Given exercise
Return in full every line below that contains the word "soccer". Case counts.

Pointing entries for named objects
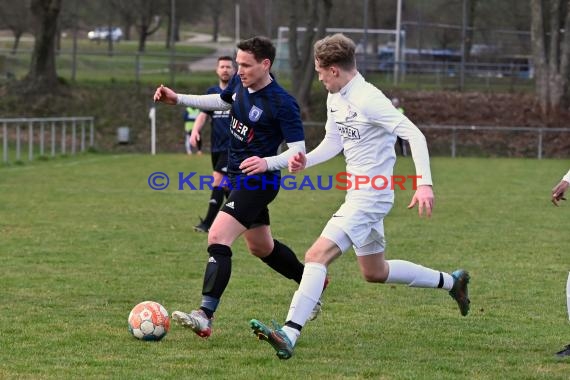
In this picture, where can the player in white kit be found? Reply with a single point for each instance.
(557, 196)
(364, 124)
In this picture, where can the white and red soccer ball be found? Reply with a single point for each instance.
(149, 320)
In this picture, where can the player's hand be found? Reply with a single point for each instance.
(165, 95)
(297, 162)
(425, 200)
(253, 165)
(194, 138)
(558, 192)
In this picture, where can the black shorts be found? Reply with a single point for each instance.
(220, 161)
(249, 207)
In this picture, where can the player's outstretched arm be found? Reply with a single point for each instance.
(558, 192)
(425, 200)
(297, 162)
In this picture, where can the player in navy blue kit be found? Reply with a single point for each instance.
(263, 114)
(219, 140)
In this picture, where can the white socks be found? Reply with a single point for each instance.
(405, 272)
(306, 297)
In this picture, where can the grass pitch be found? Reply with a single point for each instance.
(83, 240)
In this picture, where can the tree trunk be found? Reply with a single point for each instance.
(42, 76)
(551, 59)
(301, 56)
(17, 36)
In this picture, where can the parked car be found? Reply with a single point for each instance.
(102, 34)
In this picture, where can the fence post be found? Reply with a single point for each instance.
(91, 135)
(453, 142)
(18, 142)
(73, 136)
(5, 133)
(63, 137)
(540, 143)
(42, 138)
(82, 136)
(53, 138)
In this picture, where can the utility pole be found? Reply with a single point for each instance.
(463, 52)
(172, 41)
(398, 42)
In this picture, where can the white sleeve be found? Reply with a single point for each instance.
(408, 131)
(281, 161)
(210, 102)
(328, 148)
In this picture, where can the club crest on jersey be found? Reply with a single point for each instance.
(350, 114)
(255, 113)
(348, 132)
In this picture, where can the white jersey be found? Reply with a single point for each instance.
(365, 121)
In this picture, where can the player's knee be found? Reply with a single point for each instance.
(375, 275)
(317, 256)
(259, 250)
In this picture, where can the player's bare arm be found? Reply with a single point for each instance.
(425, 200)
(297, 162)
(253, 165)
(165, 95)
(558, 192)
(199, 123)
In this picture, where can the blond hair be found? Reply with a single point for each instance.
(335, 50)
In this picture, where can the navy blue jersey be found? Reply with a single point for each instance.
(260, 122)
(220, 134)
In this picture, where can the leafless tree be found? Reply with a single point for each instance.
(16, 17)
(301, 52)
(42, 76)
(148, 19)
(550, 26)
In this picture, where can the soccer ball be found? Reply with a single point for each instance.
(149, 321)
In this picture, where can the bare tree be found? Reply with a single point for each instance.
(551, 52)
(301, 53)
(148, 19)
(16, 17)
(42, 76)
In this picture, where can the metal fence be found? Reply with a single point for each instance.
(489, 141)
(46, 136)
(532, 139)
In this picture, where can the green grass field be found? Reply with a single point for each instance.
(82, 240)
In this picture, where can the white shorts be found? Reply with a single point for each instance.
(362, 229)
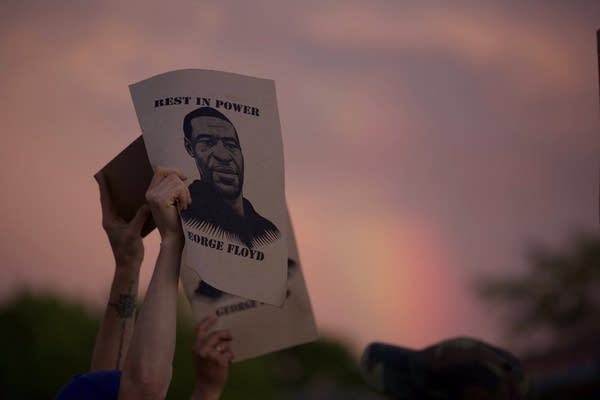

The reply
In this picture, where can the white and red soccer ball be found? Reply with a single point for each instance.
In this picture, where can the soccer ball be found? Reply with a single point for each instance.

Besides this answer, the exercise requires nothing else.